The core of the story is the journey of Sam, from a youth finding boundaries to their expression, to the external forces of identity control and the accompanying shame, to the disgust at physical changes mismatched with the internal person, and ultimately to the escape sought from an existence that can't be reshaped. Essentially Sam hates the man lurking in the mirror, hides the love of dressing like mum, can't find a path through life with acceptance and without pain. 

We join Sam at the attempted escape point - but so does someone else, one of the better written and more believably real characters, an old retired widower, Vic. Both Sam and Vic meet on a bridge that they were intending to use as an exit from their respective lives. I imagine most suicide attempts are not conducive to companionship, and in this case I go on to think that Vic couldn't tolerate letting a young kid with so much potential life ahead of them not have another chance at realising it. 

Vic provides a comparatively stable and supportive adult in Sam's life, spurring on a series of positive connections to Aggie, an effusively accepting geek neighbour of similar age; Peter, a too good to be true drag-queen-nurse-protector; and Diane, a therapist who can somehow immediately start sessions with Sam. These characters, as well as the less savoury pre-Vic contingent from Sam's earlier life, are all painted with broad, stereotypical strokes, yet also fail to be believable. I found Dane was the most unbalanced in this - army buzz-cut type with ex-wife rolling with small-time criminals super coherent instruction on how to bulk up Sam's muscle with a good side of fight training - and somehow able to perfectly reflect on his own life, what life in the army does to people and NEVER manages to be a dick to Sam?
────────────────────
* Exercise instructions
1. In the review, where do Sam and Vic first meet?
2. Reproduce the review's passage that begins with the words containing "We join Sam" and ends with "at realising it.".
3. List every character named in the review.

* Excerpted data
────────────────────
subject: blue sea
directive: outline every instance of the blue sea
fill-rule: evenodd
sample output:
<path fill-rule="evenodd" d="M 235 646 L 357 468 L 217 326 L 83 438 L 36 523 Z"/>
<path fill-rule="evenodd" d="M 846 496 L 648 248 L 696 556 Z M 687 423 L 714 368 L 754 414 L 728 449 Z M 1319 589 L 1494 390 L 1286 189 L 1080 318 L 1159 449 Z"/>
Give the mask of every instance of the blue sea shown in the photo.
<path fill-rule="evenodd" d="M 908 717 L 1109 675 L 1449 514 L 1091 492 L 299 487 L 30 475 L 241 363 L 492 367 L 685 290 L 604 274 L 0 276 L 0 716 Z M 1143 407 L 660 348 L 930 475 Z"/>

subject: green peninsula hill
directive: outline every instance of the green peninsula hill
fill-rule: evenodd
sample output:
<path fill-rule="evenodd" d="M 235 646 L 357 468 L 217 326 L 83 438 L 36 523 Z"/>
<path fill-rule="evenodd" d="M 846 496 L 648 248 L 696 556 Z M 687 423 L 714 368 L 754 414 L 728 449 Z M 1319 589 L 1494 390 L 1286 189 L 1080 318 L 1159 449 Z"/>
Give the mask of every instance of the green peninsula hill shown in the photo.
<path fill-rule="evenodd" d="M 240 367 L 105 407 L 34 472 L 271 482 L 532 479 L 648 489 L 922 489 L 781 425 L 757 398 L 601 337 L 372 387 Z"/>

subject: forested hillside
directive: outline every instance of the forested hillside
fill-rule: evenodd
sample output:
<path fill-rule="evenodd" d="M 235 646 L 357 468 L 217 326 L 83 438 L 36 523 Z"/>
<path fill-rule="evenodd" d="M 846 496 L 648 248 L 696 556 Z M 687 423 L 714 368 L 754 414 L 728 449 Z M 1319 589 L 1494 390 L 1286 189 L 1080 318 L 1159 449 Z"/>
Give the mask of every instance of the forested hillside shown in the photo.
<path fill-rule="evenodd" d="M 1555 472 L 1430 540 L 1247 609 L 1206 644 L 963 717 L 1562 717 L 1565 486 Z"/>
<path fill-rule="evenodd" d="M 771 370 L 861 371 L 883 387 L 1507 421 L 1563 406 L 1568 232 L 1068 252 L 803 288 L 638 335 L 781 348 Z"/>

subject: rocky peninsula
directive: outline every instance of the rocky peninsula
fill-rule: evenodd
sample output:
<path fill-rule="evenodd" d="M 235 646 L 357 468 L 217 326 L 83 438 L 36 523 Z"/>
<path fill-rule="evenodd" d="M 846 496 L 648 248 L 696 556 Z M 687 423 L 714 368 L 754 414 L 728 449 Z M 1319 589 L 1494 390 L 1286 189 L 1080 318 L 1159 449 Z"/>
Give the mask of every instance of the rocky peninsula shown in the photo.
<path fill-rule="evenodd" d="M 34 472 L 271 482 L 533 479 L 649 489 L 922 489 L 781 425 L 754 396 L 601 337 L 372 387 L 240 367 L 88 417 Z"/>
────────────────────
* Answers for the exercise
1. On a bridge.

2.
We join Sam at the attempted escape point - but so does someone else, one of the better written and more believably real characters, an old retired widower, Vic. Both Sam and Vic meet on a bridge that they were intending to use as an exit from their respective lives. I imagine most suicide attempts are not conducive to companionship, and in this case I go on to think that Vic couldn't tolerate letting a young kid with so much potential life ahead of them not have another chance at realising it.

3. Sam, Vic, Aggie, Peter, Diane, Dane